**PAGE EXTRACT**
⁂
HOWTO: Bootable Linux Software RAID-1 Array

Written by Chet McNeill. <chet at somedec dot com>

Version: June 24, 2005

Contents

1 Requirements
2 Introduction
3 Assumptions
4 Creating RAID device
 4.1 Partitioning and creating filesystems
 4.2 Building your kernel
5 Installing packages
6 Installing the boot loader
 6.1 Rebooting your system
 6.2 Installing grub
7 Testing
 7.1 Initial boot
 7.2 Software
 7.3 Hardware
  7.3.1 Restoring your RAID-1 array
8 Counter-indications

1 Requirements

2 Introduction

System administrators want the most reliable system that can possibly be had. In many cases hardware RAID controllers are either too expensive or simply unavailablef or a particular system.

There are many HOWTOs available on the Internet that describe several different schemes for utilizing Linux software RAID to provide mirroring of boot, root, and even other partitions. However, none of these have ever been robust enough to provide uninterrupted service under a great variety of circumstances. Most also were created using the 2.4.x series of Linux kernels, not taking advantage of new features available since the release of 2.6. For instance, most (if not all) proposed solutions involve mirroring partitions and treat a single mirrored partition as a usable standard-mode partition during the boot process.

Linux kernels in the 2.6.x generation have a new feature allowing the use of entire devices as components of a partitionable RAID-1 array. If one uses this new feature, then all data on the drive is mirrored at all times.

So the goal of this HOWTO is to put the partition table, and boot, root, and swap partitions on bootable RAID-1 mirror device. RAID device(s) should be assembled by the kernel before any filesystem is mounted.

3 Assumptions

4 Creating RAID device

  1. Boot from Linux installation CD.
  2. Load appropriate module

    # modprobe dm_mod raid1
  3. Create RAID-1 array of two drives:

    # mdadm -C -ap<#> -l1 /dev/md_d0 /dev/hda /dev/hdb

    Replace the <#> with the required number of partitions. Omit the number if the standard 4 is being used.

    I suggest using the standard four partitions.

4.1 Partitioning and creating filesystems

  1. Partition the new RAID-1 array.

    # fdisk /dev/md_d0

    I suggest using something like the following, particularly if you’re only using two drives.
⁂
**STORED RECORDS**
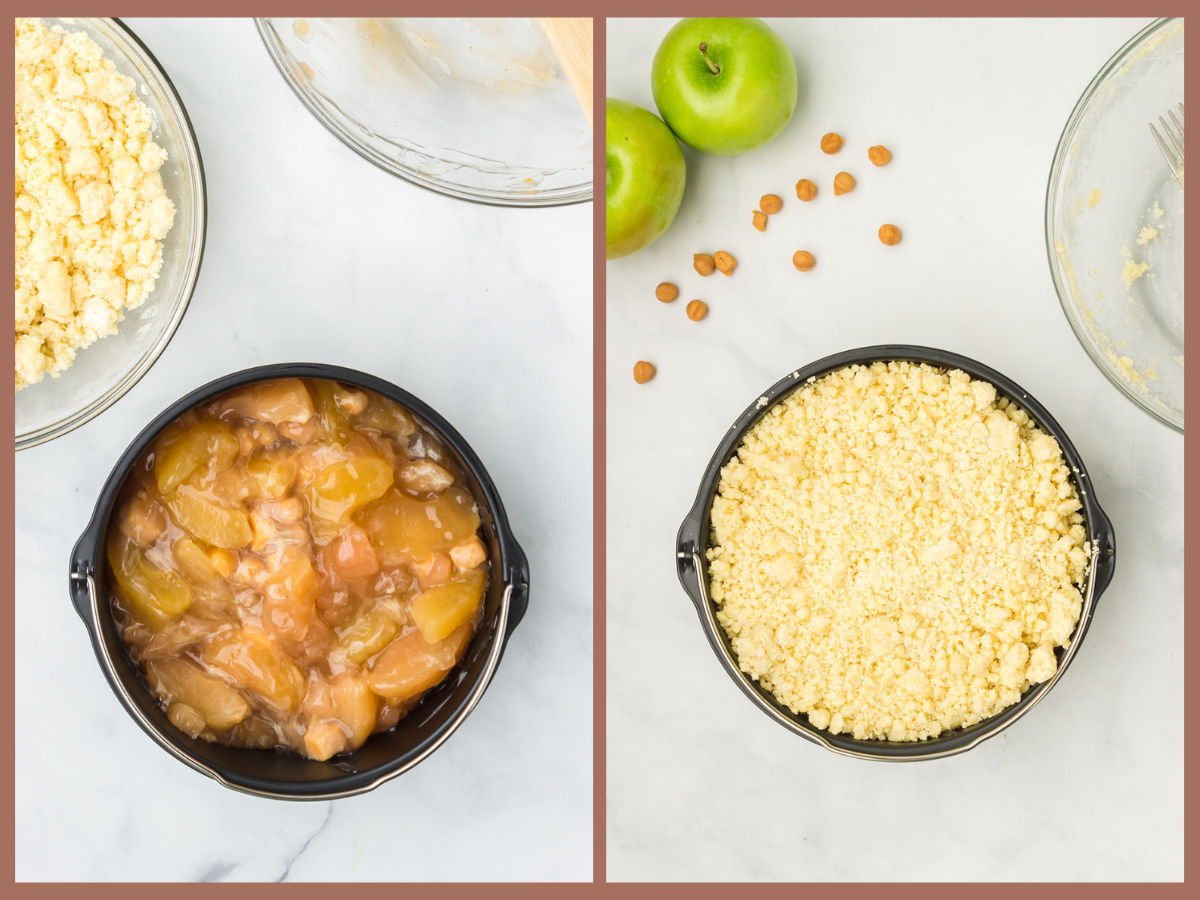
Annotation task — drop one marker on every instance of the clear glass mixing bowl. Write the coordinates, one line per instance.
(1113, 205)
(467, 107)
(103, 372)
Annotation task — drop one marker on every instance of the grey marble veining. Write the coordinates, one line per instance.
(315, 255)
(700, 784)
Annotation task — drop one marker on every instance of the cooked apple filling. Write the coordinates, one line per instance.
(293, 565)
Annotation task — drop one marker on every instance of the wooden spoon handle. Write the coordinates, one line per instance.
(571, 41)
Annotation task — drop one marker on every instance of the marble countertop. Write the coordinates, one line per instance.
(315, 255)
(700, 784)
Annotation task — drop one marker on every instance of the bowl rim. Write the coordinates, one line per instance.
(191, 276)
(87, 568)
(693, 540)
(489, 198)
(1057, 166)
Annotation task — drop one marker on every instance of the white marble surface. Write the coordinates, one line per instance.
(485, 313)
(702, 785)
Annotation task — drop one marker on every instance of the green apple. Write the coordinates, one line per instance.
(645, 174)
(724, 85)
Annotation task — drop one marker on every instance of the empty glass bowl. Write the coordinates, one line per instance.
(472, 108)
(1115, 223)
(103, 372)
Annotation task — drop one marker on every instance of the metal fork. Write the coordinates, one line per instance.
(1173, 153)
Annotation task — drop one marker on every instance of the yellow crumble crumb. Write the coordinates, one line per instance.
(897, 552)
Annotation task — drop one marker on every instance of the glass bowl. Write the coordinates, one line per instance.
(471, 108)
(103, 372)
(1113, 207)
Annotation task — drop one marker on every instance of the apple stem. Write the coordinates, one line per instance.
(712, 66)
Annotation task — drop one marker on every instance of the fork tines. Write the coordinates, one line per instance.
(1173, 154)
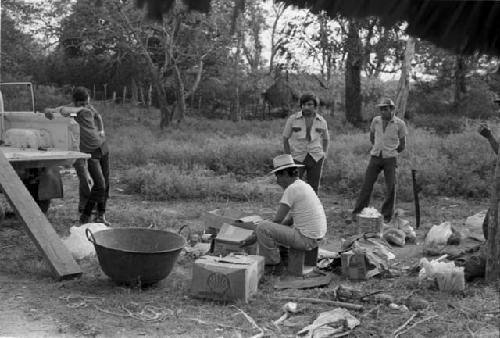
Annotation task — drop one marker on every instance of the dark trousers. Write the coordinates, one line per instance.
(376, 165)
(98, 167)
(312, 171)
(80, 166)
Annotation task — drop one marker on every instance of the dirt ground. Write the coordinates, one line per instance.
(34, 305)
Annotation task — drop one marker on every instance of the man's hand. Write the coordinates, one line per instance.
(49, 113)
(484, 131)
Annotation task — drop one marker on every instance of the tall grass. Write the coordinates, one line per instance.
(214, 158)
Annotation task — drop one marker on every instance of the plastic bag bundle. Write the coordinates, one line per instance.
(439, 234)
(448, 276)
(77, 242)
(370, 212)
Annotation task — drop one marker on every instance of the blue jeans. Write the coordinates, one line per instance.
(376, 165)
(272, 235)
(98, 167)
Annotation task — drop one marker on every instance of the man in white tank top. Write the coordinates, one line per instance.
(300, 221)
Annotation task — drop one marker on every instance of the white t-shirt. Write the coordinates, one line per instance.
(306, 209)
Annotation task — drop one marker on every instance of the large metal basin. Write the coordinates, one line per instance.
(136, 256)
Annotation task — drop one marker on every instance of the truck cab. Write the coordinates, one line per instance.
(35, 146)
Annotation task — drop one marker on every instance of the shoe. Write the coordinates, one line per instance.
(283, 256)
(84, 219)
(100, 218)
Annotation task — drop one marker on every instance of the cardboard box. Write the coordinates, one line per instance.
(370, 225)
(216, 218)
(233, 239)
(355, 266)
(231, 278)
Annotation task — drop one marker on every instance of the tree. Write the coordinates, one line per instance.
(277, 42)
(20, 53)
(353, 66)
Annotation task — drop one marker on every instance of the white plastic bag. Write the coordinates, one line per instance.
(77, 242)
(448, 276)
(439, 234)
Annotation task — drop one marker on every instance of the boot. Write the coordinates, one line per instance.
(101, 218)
⁂
**STATED GOAL 1**
Reproduce the passage of the RAID-1 HOWTO starting at "1. Boot from" and ending at "is being used.", keeping every word and mark unchanged.
**STATED GOAL 2**
Write the next part of the RAID-1 HOWTO, picking up right after its last sentence.
The data plays no part in what is asked here.

**FINAL RESULT 1**
1. Boot from Linux installation CD.
  2. Load appropriate module

    # modprobe dm_mod raid1
  3. Create RAID-1 array of two drives:

    # mdadm -C -ap<#> -l1 /dev/md_d0 /dev/hda /dev/hdb

    Replace the <#> with the required number of partitions. Omit the number if the standard 4 is being used.

**FINAL RESULT 2**
    1. Partition 1: /boot (128MB, type 83)
    2. Partition 2: / (1GB, type 83)
    3. Partition 3: swap (2 times physical memory size, type 82)
    4. Partition 4: LVM (Remainder of array, type 8e)
  2. Create file systems

    # mke2fs /dev/md_d0p1

    # mkreiserfs /dev/md_d0p2

    # mkswap /dev/md_d0p3

    # swapon /dev/md_d0p3

    # pvcreate /dev/md_d0p4

    # vgcreate vg /dev/md_d0p4

    # lvcreate -L 8G -n usr vg

    # lvcreate ...

  3. Mount and use filesystems as normal.

    # mount /dev/md_d0p2 /mnt/gentoo

    # mkdir /mnt/gentoo/boot /mnt/gentoo/proc /mnt/gentoo/usr ...

    # mount /dev/md_d0p1 /mnt/gentoo/boot

    # mkswap /dev/md_d0p3; swapon /dev/md_d0p3

    # vgchange -ay vg; mount /dev/vg/usr /mnt/gentoo/usr; ...

4.2 Building your kernel

Of course, with Gentoo Linux you must build your own kernel. If you are not using Gentoo, you may be required to do the same. If you do, check the documentation for your distribution for details.

The kernel must meet these basic requirements:

To patch your kernel, obtain the patch file and follow these steps:

# cd /usr/src/linux

# patch -p1 < /path/to/patch/md-degraded-boot-2.6.12.1.diff

5 Installing packages

When installing packages, make sure that you install lvm2, mdadm (not raidtools), and grub.

Since you are using a 2.6 kernel, you will be using lvm version 2. So you need to make sure that the proper lvm tools package is installed.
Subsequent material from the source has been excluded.